TO DO
Rewrite all the entries below as a JSON list of strings, one string for each line and none for blank lines, leaving the pictures out.

RECORDS TO PROCESS
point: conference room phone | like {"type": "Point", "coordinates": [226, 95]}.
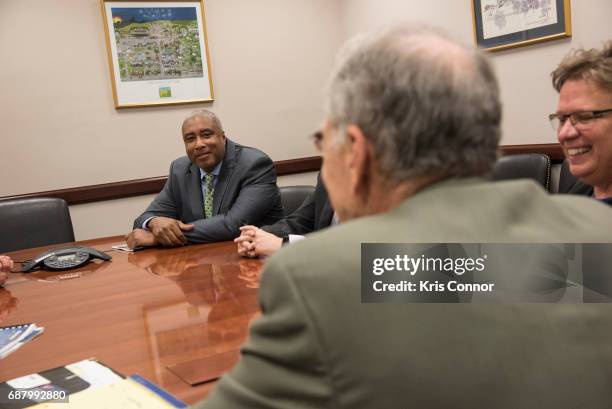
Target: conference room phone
{"type": "Point", "coordinates": [64, 258]}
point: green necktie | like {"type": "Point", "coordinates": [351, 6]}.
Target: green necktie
{"type": "Point", "coordinates": [210, 191]}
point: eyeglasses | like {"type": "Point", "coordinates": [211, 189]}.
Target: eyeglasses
{"type": "Point", "coordinates": [317, 139]}
{"type": "Point", "coordinates": [576, 118]}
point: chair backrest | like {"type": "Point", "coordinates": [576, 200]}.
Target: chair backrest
{"type": "Point", "coordinates": [534, 166]}
{"type": "Point", "coordinates": [293, 196]}
{"type": "Point", "coordinates": [26, 223]}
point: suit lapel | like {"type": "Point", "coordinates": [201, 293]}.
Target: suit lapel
{"type": "Point", "coordinates": [326, 215]}
{"type": "Point", "coordinates": [225, 175]}
{"type": "Point", "coordinates": [194, 191]}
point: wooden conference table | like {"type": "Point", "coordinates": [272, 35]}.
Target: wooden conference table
{"type": "Point", "coordinates": [159, 313]}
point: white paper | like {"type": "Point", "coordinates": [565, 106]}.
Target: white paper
{"type": "Point", "coordinates": [28, 381]}
{"type": "Point", "coordinates": [94, 373]}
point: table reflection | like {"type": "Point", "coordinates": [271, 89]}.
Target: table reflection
{"type": "Point", "coordinates": [8, 303]}
{"type": "Point", "coordinates": [219, 300]}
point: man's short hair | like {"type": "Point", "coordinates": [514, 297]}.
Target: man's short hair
{"type": "Point", "coordinates": [206, 114]}
{"type": "Point", "coordinates": [428, 105]}
{"type": "Point", "coordinates": [581, 64]}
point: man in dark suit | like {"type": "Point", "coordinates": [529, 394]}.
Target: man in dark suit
{"type": "Point", "coordinates": [209, 194]}
{"type": "Point", "coordinates": [411, 130]}
{"type": "Point", "coordinates": [315, 213]}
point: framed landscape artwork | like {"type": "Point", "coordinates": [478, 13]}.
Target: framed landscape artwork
{"type": "Point", "coordinates": [502, 24]}
{"type": "Point", "coordinates": [157, 52]}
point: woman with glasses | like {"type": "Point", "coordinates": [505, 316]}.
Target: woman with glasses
{"type": "Point", "coordinates": [583, 120]}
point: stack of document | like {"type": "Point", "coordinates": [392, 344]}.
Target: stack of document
{"type": "Point", "coordinates": [12, 338]}
{"type": "Point", "coordinates": [87, 384]}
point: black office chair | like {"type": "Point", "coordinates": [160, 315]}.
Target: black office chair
{"type": "Point", "coordinates": [568, 183]}
{"type": "Point", "coordinates": [293, 196]}
{"type": "Point", "coordinates": [534, 166]}
{"type": "Point", "coordinates": [26, 223]}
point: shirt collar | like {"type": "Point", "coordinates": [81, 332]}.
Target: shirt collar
{"type": "Point", "coordinates": [214, 172]}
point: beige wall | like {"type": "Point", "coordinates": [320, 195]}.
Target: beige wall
{"type": "Point", "coordinates": [270, 59]}
{"type": "Point", "coordinates": [59, 126]}
{"type": "Point", "coordinates": [524, 73]}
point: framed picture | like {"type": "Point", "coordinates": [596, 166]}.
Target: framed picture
{"type": "Point", "coordinates": [502, 24]}
{"type": "Point", "coordinates": [157, 52]}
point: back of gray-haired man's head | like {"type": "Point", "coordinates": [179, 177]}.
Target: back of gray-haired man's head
{"type": "Point", "coordinates": [429, 106]}
{"type": "Point", "coordinates": [206, 114]}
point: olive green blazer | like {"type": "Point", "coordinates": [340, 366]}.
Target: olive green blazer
{"type": "Point", "coordinates": [317, 346]}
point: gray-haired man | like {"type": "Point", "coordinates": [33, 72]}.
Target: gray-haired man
{"type": "Point", "coordinates": [412, 126]}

EXERCISE SOLUTION
[
  "point: conference room phone | like {\"type\": \"Point\", \"coordinates\": [226, 95]}.",
  "Target: conference room phone",
  "{\"type\": \"Point\", \"coordinates\": [64, 258]}",
  "point: green necktie | like {\"type\": \"Point\", \"coordinates\": [351, 6]}.",
  "Target: green necktie",
  "{\"type\": \"Point\", \"coordinates\": [210, 191]}",
  "point: eyeglasses | like {\"type\": \"Point\", \"coordinates\": [211, 189]}.",
  "Target: eyeglasses",
  "{\"type\": \"Point\", \"coordinates\": [317, 139]}",
  "{\"type\": \"Point\", \"coordinates\": [576, 118]}",
  "point: chair backrest | like {\"type\": \"Point\", \"coordinates\": [576, 200]}.",
  "Target: chair backrest",
  "{\"type\": \"Point\", \"coordinates\": [534, 166]}",
  "{\"type\": \"Point\", \"coordinates\": [293, 196]}",
  "{\"type\": \"Point\", \"coordinates\": [26, 223]}",
  "point: suit lapel | like {\"type\": \"Point\", \"coordinates\": [201, 293]}.",
  "Target: suit lapel",
  "{\"type\": \"Point\", \"coordinates\": [326, 215]}",
  "{\"type\": \"Point\", \"coordinates\": [225, 175]}",
  "{\"type\": \"Point\", \"coordinates\": [194, 191]}",
  "point: wooden conference table | like {\"type\": \"Point\", \"coordinates\": [272, 35]}.",
  "Target: wooden conference table",
  "{\"type\": \"Point\", \"coordinates\": [159, 313]}",
  "point: white paper | like {\"type\": \"Point\", \"coordinates\": [565, 106]}.",
  "Target: white paper",
  "{\"type\": \"Point\", \"coordinates\": [28, 381]}",
  "{\"type\": \"Point\", \"coordinates\": [94, 373]}",
  "point: table reflection | like {\"type\": \"Point\", \"coordinates\": [271, 89]}.",
  "Target: table reflection",
  "{\"type\": \"Point\", \"coordinates\": [8, 303]}",
  "{\"type\": \"Point\", \"coordinates\": [219, 300]}",
  "point: man's short hair | like {\"type\": \"Point\", \"coordinates\": [514, 297]}.",
  "Target: man's short hair",
  "{\"type\": \"Point\", \"coordinates\": [206, 114]}",
  "{\"type\": \"Point\", \"coordinates\": [428, 105]}",
  "{\"type\": \"Point\", \"coordinates\": [581, 64]}",
  "point: man in dark suit | like {\"type\": \"Point\", \"coordinates\": [529, 394]}.",
  "Target: man in dark suit",
  "{\"type\": \"Point\", \"coordinates\": [209, 194]}",
  "{\"type\": \"Point\", \"coordinates\": [411, 130]}",
  "{\"type\": \"Point\", \"coordinates\": [315, 213]}",
  "point: framed landscape artwork | like {\"type\": \"Point\", \"coordinates\": [478, 13]}.",
  "Target: framed landscape artwork",
  "{\"type\": \"Point\", \"coordinates\": [502, 24]}",
  "{\"type\": \"Point\", \"coordinates\": [157, 52]}",
  "point: woman with glasses | like {\"type\": \"Point\", \"coordinates\": [505, 316]}.",
  "Target: woman with glasses",
  "{\"type\": \"Point\", \"coordinates\": [583, 120]}",
  "point: stack of document | like {\"type\": \"Point\", \"coordinates\": [392, 344]}.",
  "Target: stack of document",
  "{\"type\": \"Point\", \"coordinates\": [12, 338]}",
  "{\"type\": \"Point\", \"coordinates\": [87, 384]}",
  "point: black office chair | like {\"type\": \"Point\", \"coordinates\": [160, 315]}.",
  "Target: black office chair",
  "{\"type\": \"Point\", \"coordinates\": [568, 183]}",
  "{\"type\": \"Point\", \"coordinates\": [293, 196]}",
  "{\"type\": \"Point\", \"coordinates\": [534, 166]}",
  "{\"type\": \"Point\", \"coordinates\": [26, 223]}",
  "point: shirt collar | like {\"type\": \"Point\", \"coordinates\": [81, 332]}.",
  "Target: shirt collar",
  "{\"type\": \"Point\", \"coordinates\": [214, 172]}",
  "point: beige wall | like {\"type\": \"Point\", \"coordinates\": [320, 195]}.",
  "Target: beige wall",
  "{\"type\": \"Point\", \"coordinates\": [270, 59]}",
  "{\"type\": \"Point\", \"coordinates\": [59, 126]}",
  "{\"type\": \"Point\", \"coordinates\": [524, 73]}",
  "point: framed picture | like {\"type\": \"Point\", \"coordinates\": [596, 166]}.",
  "Target: framed picture",
  "{\"type\": \"Point\", \"coordinates\": [502, 24]}",
  "{\"type\": \"Point\", \"coordinates\": [157, 52]}",
  "point: back of gray-haired man's head | like {\"type\": \"Point\", \"coordinates\": [179, 177]}.",
  "Target: back of gray-haired man's head",
  "{\"type\": \"Point\", \"coordinates\": [429, 106]}",
  "{\"type\": \"Point\", \"coordinates\": [206, 114]}",
  "point: olive green blazer | like {\"type\": \"Point\", \"coordinates\": [340, 366]}.",
  "Target: olive green blazer",
  "{\"type\": \"Point\", \"coordinates\": [317, 346]}",
  "point: gray-haired man | like {\"type\": \"Point\", \"coordinates\": [33, 72]}.",
  "Target: gray-haired man",
  "{\"type\": \"Point\", \"coordinates\": [412, 126]}"
]